- [Work required]
If a line in the records below contains the word "point", copy it.
(Beginning of Source material)
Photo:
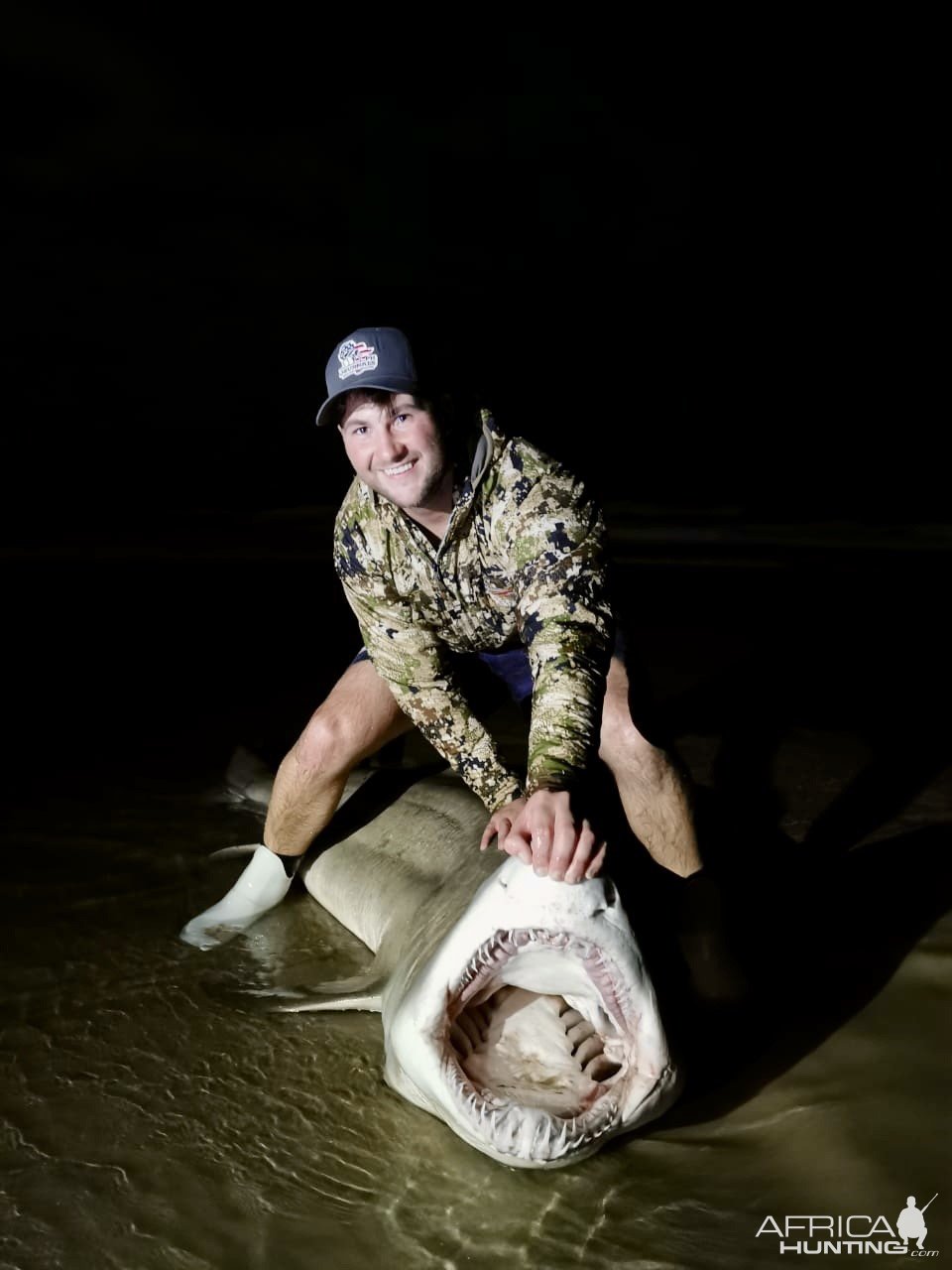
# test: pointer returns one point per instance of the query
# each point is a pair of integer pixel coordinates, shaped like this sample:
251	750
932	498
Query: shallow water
155	1115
(End of Source material)
- [Task output]
# test: pointer returns one point per instance of the query
# each point is a pair of integer pixel coordinates, shaped like this sample:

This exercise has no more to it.